**Task to carry out**.
Please rewrite the entries below with "segment every instance of" switched to "outline all regions of" wherever it occurs, keeping everything else unchanged. Leave the pictures out of your copy.

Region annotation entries

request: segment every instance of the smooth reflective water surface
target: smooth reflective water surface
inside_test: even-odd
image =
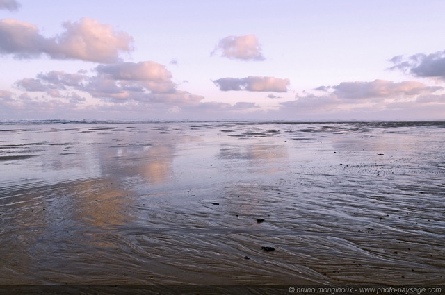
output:
[[[443,285],[444,131],[0,125],[0,285]]]

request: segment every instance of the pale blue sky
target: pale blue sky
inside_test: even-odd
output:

**Response below**.
request: outline all regions of the smooth reflective water surface
target: smooth reflective water surface
inside_test: even-odd
image =
output:
[[[443,285],[444,131],[0,125],[0,285]]]

request: outline all regions of the pale blue sky
target: pale blue sky
inside_test: even-odd
output:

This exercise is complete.